### [Task instructions]
The response must contain the complete data, printed exactly.

### [Records supplied]
*** Begin section ***

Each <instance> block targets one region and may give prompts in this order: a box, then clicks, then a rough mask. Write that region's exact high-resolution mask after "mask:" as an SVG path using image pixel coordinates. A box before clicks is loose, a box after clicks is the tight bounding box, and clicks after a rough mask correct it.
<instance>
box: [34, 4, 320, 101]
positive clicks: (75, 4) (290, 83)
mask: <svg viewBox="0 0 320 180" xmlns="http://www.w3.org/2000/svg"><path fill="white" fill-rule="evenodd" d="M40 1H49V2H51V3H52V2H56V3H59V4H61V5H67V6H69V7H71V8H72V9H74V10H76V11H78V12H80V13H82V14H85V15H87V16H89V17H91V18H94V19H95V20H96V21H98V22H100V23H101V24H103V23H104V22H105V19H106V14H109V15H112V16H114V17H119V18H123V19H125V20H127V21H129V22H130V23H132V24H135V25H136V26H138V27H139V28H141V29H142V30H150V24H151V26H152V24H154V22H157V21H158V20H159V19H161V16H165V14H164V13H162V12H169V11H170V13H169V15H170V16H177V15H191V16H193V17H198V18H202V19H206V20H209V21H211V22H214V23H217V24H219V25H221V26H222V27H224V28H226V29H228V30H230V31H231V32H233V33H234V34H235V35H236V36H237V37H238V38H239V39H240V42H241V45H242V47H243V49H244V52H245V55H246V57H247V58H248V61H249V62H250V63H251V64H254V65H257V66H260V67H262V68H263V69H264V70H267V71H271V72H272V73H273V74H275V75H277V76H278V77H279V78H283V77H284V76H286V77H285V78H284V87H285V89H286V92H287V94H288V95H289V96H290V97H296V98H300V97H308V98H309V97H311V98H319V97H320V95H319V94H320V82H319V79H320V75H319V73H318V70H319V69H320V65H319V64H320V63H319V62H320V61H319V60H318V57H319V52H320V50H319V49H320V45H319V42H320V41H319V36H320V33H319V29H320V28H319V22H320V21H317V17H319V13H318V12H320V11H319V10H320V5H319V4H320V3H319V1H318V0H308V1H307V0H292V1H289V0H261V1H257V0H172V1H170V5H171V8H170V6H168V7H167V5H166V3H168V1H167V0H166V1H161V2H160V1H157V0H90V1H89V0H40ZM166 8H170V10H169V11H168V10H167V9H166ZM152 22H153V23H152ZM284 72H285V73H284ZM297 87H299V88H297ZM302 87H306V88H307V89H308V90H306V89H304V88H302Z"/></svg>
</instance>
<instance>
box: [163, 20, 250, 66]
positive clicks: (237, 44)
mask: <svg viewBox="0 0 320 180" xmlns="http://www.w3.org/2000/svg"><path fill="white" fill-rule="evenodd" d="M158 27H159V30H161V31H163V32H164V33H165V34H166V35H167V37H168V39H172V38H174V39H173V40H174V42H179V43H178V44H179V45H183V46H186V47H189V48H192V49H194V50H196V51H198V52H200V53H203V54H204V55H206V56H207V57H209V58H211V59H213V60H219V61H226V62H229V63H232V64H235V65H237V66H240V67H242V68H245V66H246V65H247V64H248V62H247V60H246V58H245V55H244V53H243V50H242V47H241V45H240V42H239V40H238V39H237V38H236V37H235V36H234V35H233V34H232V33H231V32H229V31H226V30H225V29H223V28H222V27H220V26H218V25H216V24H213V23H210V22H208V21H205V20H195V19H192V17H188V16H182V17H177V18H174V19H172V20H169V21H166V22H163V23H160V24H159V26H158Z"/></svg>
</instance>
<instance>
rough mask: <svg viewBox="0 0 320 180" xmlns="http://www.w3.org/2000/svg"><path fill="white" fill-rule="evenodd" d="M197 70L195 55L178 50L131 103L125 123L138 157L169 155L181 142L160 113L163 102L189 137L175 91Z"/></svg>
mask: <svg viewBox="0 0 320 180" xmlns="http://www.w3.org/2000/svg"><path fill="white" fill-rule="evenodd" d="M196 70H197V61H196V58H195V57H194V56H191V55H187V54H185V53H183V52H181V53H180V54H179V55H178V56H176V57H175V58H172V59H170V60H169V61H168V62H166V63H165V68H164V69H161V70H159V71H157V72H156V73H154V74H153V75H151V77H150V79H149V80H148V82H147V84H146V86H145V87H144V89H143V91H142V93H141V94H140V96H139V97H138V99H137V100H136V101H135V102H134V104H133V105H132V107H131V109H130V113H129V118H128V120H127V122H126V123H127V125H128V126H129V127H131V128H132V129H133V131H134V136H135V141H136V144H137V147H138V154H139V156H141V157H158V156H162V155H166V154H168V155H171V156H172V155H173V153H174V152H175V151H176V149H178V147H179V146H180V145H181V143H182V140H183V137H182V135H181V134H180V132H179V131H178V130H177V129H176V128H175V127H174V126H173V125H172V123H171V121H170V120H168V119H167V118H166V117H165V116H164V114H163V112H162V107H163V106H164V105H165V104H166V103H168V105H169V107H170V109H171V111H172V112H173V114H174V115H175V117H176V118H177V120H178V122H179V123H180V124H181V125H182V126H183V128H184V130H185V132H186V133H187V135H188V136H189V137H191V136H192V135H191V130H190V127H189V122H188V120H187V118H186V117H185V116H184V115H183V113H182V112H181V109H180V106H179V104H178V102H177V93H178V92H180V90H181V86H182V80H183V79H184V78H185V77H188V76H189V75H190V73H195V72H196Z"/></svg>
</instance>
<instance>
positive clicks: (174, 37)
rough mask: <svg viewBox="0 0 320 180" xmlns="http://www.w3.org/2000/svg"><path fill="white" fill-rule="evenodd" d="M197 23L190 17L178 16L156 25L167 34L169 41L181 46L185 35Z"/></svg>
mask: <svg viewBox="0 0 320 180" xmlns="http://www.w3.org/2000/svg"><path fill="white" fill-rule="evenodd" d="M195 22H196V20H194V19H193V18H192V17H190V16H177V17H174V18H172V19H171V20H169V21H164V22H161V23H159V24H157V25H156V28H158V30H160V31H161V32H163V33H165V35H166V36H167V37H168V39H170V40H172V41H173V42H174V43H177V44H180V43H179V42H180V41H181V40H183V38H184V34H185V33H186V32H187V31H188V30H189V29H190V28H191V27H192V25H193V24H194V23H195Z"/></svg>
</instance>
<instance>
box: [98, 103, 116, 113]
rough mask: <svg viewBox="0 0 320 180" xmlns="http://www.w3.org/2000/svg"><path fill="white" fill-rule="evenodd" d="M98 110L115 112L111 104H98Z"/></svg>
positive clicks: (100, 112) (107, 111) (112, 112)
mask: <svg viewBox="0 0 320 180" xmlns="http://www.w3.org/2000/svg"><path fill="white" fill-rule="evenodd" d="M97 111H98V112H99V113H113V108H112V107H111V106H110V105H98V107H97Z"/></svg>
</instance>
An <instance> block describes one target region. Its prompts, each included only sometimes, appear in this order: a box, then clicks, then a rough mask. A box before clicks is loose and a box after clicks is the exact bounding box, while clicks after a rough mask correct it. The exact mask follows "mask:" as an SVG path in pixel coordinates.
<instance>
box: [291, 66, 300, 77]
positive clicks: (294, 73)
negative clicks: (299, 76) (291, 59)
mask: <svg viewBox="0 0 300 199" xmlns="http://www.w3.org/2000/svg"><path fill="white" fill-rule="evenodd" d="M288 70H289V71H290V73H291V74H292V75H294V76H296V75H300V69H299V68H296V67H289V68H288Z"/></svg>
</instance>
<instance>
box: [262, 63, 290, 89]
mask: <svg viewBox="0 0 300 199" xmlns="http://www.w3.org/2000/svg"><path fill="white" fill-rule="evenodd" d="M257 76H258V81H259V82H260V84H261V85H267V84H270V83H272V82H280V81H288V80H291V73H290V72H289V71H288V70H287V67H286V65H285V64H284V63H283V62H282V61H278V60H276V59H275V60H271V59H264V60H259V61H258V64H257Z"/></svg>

*** End section ***

### [Output for this task]
Each <instance> block targets one region and may give prompts in this order: a box, then clicks, then a rough mask. Write that region's exact high-resolution mask after "mask:" as an SVG path using image pixel coordinates. A box before clicks is loose, a box after clicks is the tight bounding box, and clicks after a rough mask correct it.
<instance>
box: [34, 4, 320, 101]
positive clicks: (75, 4) (290, 83)
mask: <svg viewBox="0 0 320 180" xmlns="http://www.w3.org/2000/svg"><path fill="white" fill-rule="evenodd" d="M40 1H49V2H51V3H52V2H56V3H59V4H61V5H67V6H69V7H71V8H72V9H74V10H76V11H78V12H80V13H82V14H85V15H87V16H89V17H91V18H94V19H95V20H96V21H98V22H100V23H101V24H103V23H104V22H105V19H106V14H109V15H112V16H114V17H119V18H123V19H125V20H127V21H129V22H130V23H132V24H135V25H136V26H138V27H139V28H141V29H142V30H150V24H151V26H152V24H154V22H157V21H158V20H159V19H161V16H165V14H164V13H162V12H169V11H170V13H169V15H170V16H177V15H191V16H193V17H198V18H202V19H206V20H209V21H211V22H214V23H217V24H219V25H221V26H222V27H224V28H226V29H228V30H230V31H231V32H233V33H234V34H235V35H236V36H237V37H238V38H239V39H240V42H241V45H242V47H243V49H244V52H245V55H246V57H247V58H248V61H249V62H250V63H251V64H254V65H257V66H260V67H262V68H263V69H264V70H267V71H271V72H272V73H273V74H275V75H277V76H278V77H279V78H283V77H284V76H286V77H285V78H284V87H285V89H286V92H287V94H288V95H289V96H290V97H296V98H300V97H308V98H309V97H311V98H319V97H320V95H319V94H320V82H319V79H320V75H319V73H318V70H319V69H320V65H319V64H320V63H319V62H320V61H319V60H318V57H319V52H320V50H319V49H320V45H319V42H320V41H319V36H320V33H319V29H320V28H319V22H320V21H317V17H319V13H318V12H320V11H319V10H320V5H319V4H320V3H319V1H318V0H308V1H307V0H292V1H289V0H261V1H257V0H172V1H170V5H171V8H170V6H168V7H167V5H166V3H168V1H167V0H166V1H161V2H160V1H157V0H90V1H89V0H40ZM166 8H170V10H169V11H168V10H167V9H166ZM152 22H153V23H152ZM284 72H285V73H284ZM297 87H299V88H297ZM302 87H306V88H307V89H308V90H306V89H304V88H302Z"/></svg>
</instance>
<instance>
box: [163, 20, 250, 66]
positive clicks: (237, 44)
mask: <svg viewBox="0 0 320 180" xmlns="http://www.w3.org/2000/svg"><path fill="white" fill-rule="evenodd" d="M158 27H159V30H161V31H163V32H164V33H165V34H166V35H167V37H168V39H172V38H174V39H173V40H174V42H179V43H178V44H179V45H183V46H186V47H189V48H192V49H194V50H196V51H198V52H200V53H203V54H204V55H206V56H207V57H209V58H211V59H213V60H219V61H226V62H229V63H232V64H235V65H237V66H240V67H242V68H245V66H246V65H247V64H248V62H247V60H246V58H245V55H244V53H243V50H242V47H241V45H240V42H239V40H238V39H237V38H236V37H235V36H234V35H233V34H232V33H231V32H229V31H226V30H225V29H223V28H222V27H220V26H218V25H216V24H213V23H210V22H208V21H205V20H195V19H192V17H188V16H182V17H177V18H174V19H172V20H169V21H166V22H163V23H160V24H159V26H158Z"/></svg>
</instance>
<instance>
rough mask: <svg viewBox="0 0 320 180" xmlns="http://www.w3.org/2000/svg"><path fill="white" fill-rule="evenodd" d="M197 70L195 55L178 50L131 103L125 123L138 157L169 155L181 142L160 113L163 102L189 137L175 91Z"/></svg>
mask: <svg viewBox="0 0 320 180" xmlns="http://www.w3.org/2000/svg"><path fill="white" fill-rule="evenodd" d="M196 70H197V61H196V58H195V57H194V56H191V55H187V54H185V53H183V52H181V53H180V54H179V55H178V56H176V57H175V58H172V59H170V60H169V61H168V62H166V63H165V68H164V69H161V70H159V71H157V72H156V73H154V74H153V75H151V77H150V79H149V80H148V82H147V84H146V86H145V87H144V89H143V91H142V93H141V94H140V96H139V97H138V99H137V100H136V101H135V102H134V104H133V105H132V107H131V109H130V113H129V118H128V120H127V122H126V123H127V125H128V126H129V127H131V128H132V129H133V131H134V136H135V141H136V144H137V147H138V154H139V156H141V157H158V156H162V155H166V154H168V155H171V156H172V155H173V153H174V152H175V151H176V149H178V147H179V146H180V145H181V143H182V140H183V137H182V135H181V134H180V132H179V131H178V130H177V129H176V128H175V127H174V126H173V125H172V123H171V121H170V120H168V119H167V118H166V117H165V116H164V114H163V112H162V107H163V106H164V105H165V104H166V103H168V105H169V107H170V109H171V111H172V112H173V114H174V115H175V117H176V118H177V120H178V122H179V123H180V124H181V125H182V126H183V128H184V130H185V132H186V133H187V135H188V136H189V137H191V136H192V135H191V130H190V127H189V122H188V120H187V118H186V117H185V116H184V115H183V113H182V112H181V109H180V106H179V104H178V102H177V93H178V92H180V90H181V86H182V80H183V79H184V78H185V77H188V76H189V75H190V73H195V72H196Z"/></svg>
</instance>
<instance>
positive clicks: (174, 37)
rough mask: <svg viewBox="0 0 320 180" xmlns="http://www.w3.org/2000/svg"><path fill="white" fill-rule="evenodd" d="M197 23L190 17L178 16L156 25L167 34L169 41L181 46L185 35Z"/></svg>
mask: <svg viewBox="0 0 320 180" xmlns="http://www.w3.org/2000/svg"><path fill="white" fill-rule="evenodd" d="M195 22H196V20H194V19H193V18H192V17H190V16H177V17H174V18H172V19H171V20H169V21H164V22H161V23H159V24H157V25H156V28H158V30H160V31H161V32H163V33H165V35H166V36H167V37H168V39H170V40H172V41H173V42H174V43H177V44H180V43H179V42H180V41H181V40H183V38H184V34H185V33H186V32H187V31H188V30H189V29H190V28H191V27H192V25H193V24H194V23H195Z"/></svg>
</instance>
<instance>
box: [98, 103, 116, 113]
rough mask: <svg viewBox="0 0 320 180" xmlns="http://www.w3.org/2000/svg"><path fill="white" fill-rule="evenodd" d="M98 110L115 112L111 104H98Z"/></svg>
positive clicks: (100, 112) (107, 111) (112, 112)
mask: <svg viewBox="0 0 320 180" xmlns="http://www.w3.org/2000/svg"><path fill="white" fill-rule="evenodd" d="M97 111H98V112H99V113H113V108H112V107H111V106H110V105H98V107H97Z"/></svg>
</instance>
An <instance> block describes one target region. Its prompts, each included only sometimes, appear in this order: a box, then clicks, then a rough mask. A box before clicks is loose and a box after clicks is the exact bounding box, while clicks after a rough mask correct it. The exact mask follows "mask:" as an SVG path in pixel coordinates.
<instance>
box: [291, 66, 300, 77]
positive clicks: (294, 73)
negative clicks: (299, 76) (291, 59)
mask: <svg viewBox="0 0 300 199" xmlns="http://www.w3.org/2000/svg"><path fill="white" fill-rule="evenodd" d="M288 70H289V71H290V73H291V74H292V75H294V76H296V75H300V69H299V68H296V67H289V68H288Z"/></svg>
</instance>
<instance>
box: [262, 63, 290, 89]
mask: <svg viewBox="0 0 300 199" xmlns="http://www.w3.org/2000/svg"><path fill="white" fill-rule="evenodd" d="M257 76H258V81H259V82H260V84H261V85H267V84H270V83H272V82H280V81H288V80H291V73H290V72H289V71H288V70H287V67H286V65H285V64H284V63H283V62H282V61H278V60H276V59H275V60H271V59H264V60H259V61H258V64H257Z"/></svg>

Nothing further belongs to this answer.